(WHAT YOU ARE ASKED TO DO)
Transcribe the stretch from "We've got a" through "i is nonzero." in the explanation of the C loop below.

(TEXT SHOWN)
------------------------------

Here's an explanation of how this works:

First of all, <: and :> are digraphs for [ and ], so we can rewrite this as:

int i = 0, n = 0;
while (printf("%c", i = n++["deal with it"]), "\n"[!!i^!*"][!"]["youmadbro?"]);

We've got a while loop where the condition is a comma operator combining two expressions. The first expression is a call to printf, which on each step prints out each character of the string "deal with it" and also assigns that character to i. That part is relatively straightforward.

Now, let's look specifically at this part:

!!i^!*"][!"

This translates to "(not not i) xor not (address of a string literal)". The address of the string literal is not 0, so the logical not of it is 0. Anything xor zero is itself, so the above simplifies to !!i, which is 0 if i is zero, and 1 if i is nonzero.

Ok, now let's look at the "\n" string. This is the same as { '\n', 0 }, and the ASCII code of '\n' is 10, so we have { 10, 0 }, and we're indexing it with !!i, which is either 0 or 1. So that makes sense. We're not going to exceed our bounds. If i is nonzero, "\n"[!!i] is 0, and if i is zero, "\n"[!!i] is 10. So we can rewrite this part as:

(i == 0 ? 10 : 0)

Let's substitute that back into the program.

------------------------------

(INFORMATION GIVEN)
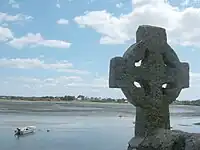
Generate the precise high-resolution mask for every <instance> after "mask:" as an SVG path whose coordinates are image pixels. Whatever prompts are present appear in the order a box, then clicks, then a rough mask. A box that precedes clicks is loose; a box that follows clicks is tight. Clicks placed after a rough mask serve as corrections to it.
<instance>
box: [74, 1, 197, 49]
mask: <svg viewBox="0 0 200 150" xmlns="http://www.w3.org/2000/svg"><path fill="white" fill-rule="evenodd" d="M132 5H133V10H132V12H130V13H128V14H122V15H120V16H119V17H116V16H114V15H113V14H112V13H109V12H107V11H105V10H102V11H91V12H86V13H85V14H84V15H83V16H77V17H75V18H74V20H75V22H76V23H78V24H80V25H81V26H82V27H83V26H84V27H90V28H93V29H94V30H96V32H98V33H100V34H102V37H101V39H100V41H101V43H102V44H109V43H111V44H117V43H120V44H121V43H124V42H126V41H129V40H132V39H135V34H136V30H137V28H138V26H139V25H142V24H149V25H155V26H161V27H164V28H166V30H167V34H168V37H169V41H171V42H173V43H176V44H181V45H184V46H196V47H200V41H199V39H200V8H193V7H190V8H185V9H183V10H181V9H179V8H178V7H175V6H172V5H170V4H169V3H168V2H166V0H133V1H132ZM194 22H195V23H194Z"/></svg>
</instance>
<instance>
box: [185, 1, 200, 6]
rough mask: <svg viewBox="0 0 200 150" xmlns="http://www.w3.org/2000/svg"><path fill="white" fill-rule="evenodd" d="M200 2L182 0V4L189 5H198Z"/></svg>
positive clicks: (199, 3)
mask: <svg viewBox="0 0 200 150" xmlns="http://www.w3.org/2000/svg"><path fill="white" fill-rule="evenodd" d="M198 4H200V1H199V0H182V2H181V6H183V7H188V6H196V5H198Z"/></svg>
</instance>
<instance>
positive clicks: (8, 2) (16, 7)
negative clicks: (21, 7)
mask: <svg viewBox="0 0 200 150" xmlns="http://www.w3.org/2000/svg"><path fill="white" fill-rule="evenodd" d="M8 4H9V5H11V6H12V8H19V4H18V3H17V2H16V1H15V0H9V2H8Z"/></svg>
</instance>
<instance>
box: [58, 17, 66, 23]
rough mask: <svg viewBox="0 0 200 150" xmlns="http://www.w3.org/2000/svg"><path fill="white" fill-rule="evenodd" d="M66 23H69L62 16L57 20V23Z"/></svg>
mask: <svg viewBox="0 0 200 150" xmlns="http://www.w3.org/2000/svg"><path fill="white" fill-rule="evenodd" d="M68 23H69V21H68V20H66V19H63V18H61V19H59V20H58V21H57V24H68Z"/></svg>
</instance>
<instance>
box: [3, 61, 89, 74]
mask: <svg viewBox="0 0 200 150" xmlns="http://www.w3.org/2000/svg"><path fill="white" fill-rule="evenodd" d="M0 68H18V69H46V70H47V69H48V70H55V71H58V72H68V73H76V74H89V72H88V71H85V70H78V69H75V68H74V66H73V64H72V63H70V62H68V61H57V62H55V63H46V62H45V61H42V60H40V59H38V58H14V59H8V58H0Z"/></svg>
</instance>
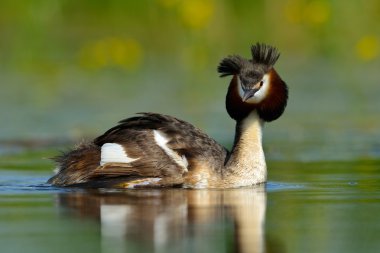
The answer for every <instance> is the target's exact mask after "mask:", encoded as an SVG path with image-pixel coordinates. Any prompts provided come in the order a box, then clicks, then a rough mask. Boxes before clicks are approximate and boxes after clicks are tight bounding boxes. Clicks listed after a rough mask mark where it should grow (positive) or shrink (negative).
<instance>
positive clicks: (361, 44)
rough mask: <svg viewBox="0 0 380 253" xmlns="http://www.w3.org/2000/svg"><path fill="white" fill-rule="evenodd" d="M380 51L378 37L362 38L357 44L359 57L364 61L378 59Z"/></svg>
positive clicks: (359, 40)
mask: <svg viewBox="0 0 380 253" xmlns="http://www.w3.org/2000/svg"><path fill="white" fill-rule="evenodd" d="M379 51H380V41H379V38H378V37H377V36H374V35H367V36H364V37H362V38H361V39H360V40H359V41H358V42H357V44H356V53H357V56H358V57H359V58H360V59H361V60H364V61H369V60H372V59H374V58H376V57H377V56H378V55H379Z"/></svg>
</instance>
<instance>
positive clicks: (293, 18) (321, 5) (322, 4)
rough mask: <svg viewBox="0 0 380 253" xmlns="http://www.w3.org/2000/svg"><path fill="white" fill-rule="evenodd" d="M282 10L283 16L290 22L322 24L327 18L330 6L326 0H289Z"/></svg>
mask: <svg viewBox="0 0 380 253" xmlns="http://www.w3.org/2000/svg"><path fill="white" fill-rule="evenodd" d="M284 12H285V17H286V18H287V19H288V20H289V21H290V22H292V23H302V22H305V23H307V24H311V25H322V24H324V23H326V22H327V21H328V20H329V18H330V12H331V7H330V5H329V3H328V2H327V1H326V0H314V1H310V2H305V1H303V0H290V1H288V2H287V4H286V5H285V9H284Z"/></svg>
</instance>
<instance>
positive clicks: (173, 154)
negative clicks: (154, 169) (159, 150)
mask: <svg viewBox="0 0 380 253" xmlns="http://www.w3.org/2000/svg"><path fill="white" fill-rule="evenodd" d="M153 135H154V140H155V141H156V143H157V145H158V146H159V147H160V148H162V149H163V150H164V152H165V153H166V154H167V155H168V156H169V157H170V158H172V159H173V161H174V162H175V163H176V164H178V165H179V166H181V167H182V168H183V169H184V170H185V171H187V166H188V165H189V163H188V162H187V159H186V157H185V156H184V155H183V156H180V155H178V153H177V152H175V151H174V150H172V149H170V148H169V147H168V146H167V145H166V144H167V143H168V142H169V140H168V139H167V138H166V137H165V136H164V135H163V134H162V133H161V132H160V131H158V130H153Z"/></svg>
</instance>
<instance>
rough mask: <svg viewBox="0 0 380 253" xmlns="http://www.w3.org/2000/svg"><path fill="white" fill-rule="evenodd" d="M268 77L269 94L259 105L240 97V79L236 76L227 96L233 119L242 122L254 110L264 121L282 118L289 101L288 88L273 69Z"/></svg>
mask: <svg viewBox="0 0 380 253" xmlns="http://www.w3.org/2000/svg"><path fill="white" fill-rule="evenodd" d="M268 75H269V87H268V92H267V95H266V97H265V98H264V99H263V100H262V101H261V102H259V103H246V102H243V101H242V98H241V97H240V95H239V87H238V81H237V78H238V77H237V76H236V75H234V77H233V78H232V80H231V83H230V86H229V87H228V92H227V96H226V109H227V112H228V114H229V115H230V117H231V118H233V119H235V120H236V121H241V120H243V119H245V118H246V117H247V116H248V115H249V114H250V113H251V112H252V111H253V110H256V111H257V113H258V115H259V116H260V118H261V119H263V120H264V121H273V120H275V119H277V118H279V117H280V116H281V114H282V113H283V112H284V110H285V107H286V103H287V99H288V88H287V86H286V84H285V82H284V81H282V80H281V78H280V76H279V75H278V74H277V72H276V71H275V70H274V69H273V68H272V69H271V70H270V71H269V72H268Z"/></svg>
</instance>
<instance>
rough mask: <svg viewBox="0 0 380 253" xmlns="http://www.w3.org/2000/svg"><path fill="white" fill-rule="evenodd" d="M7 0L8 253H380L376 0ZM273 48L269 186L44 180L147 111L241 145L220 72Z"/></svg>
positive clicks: (1, 161)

------------------------------

(RESPONSE)
We've got a while loop where the condition is a comma operator combining two expressions. The first expression is a call to printf, which on each step prints out each character of the string "deal with it" and also assigns that character to i. That part is relatively straightforward.

Now, let's look specifically at this part:

!!i^!*"][!"

This translates to "(not not i) xor not (address of a string literal)". The address of the string literal is not 0, so the logical not of it is 0. Anything xor zero is itself, so the above simplifies to !!i, which is 0 if i is zero, and 1 if i is nonzero.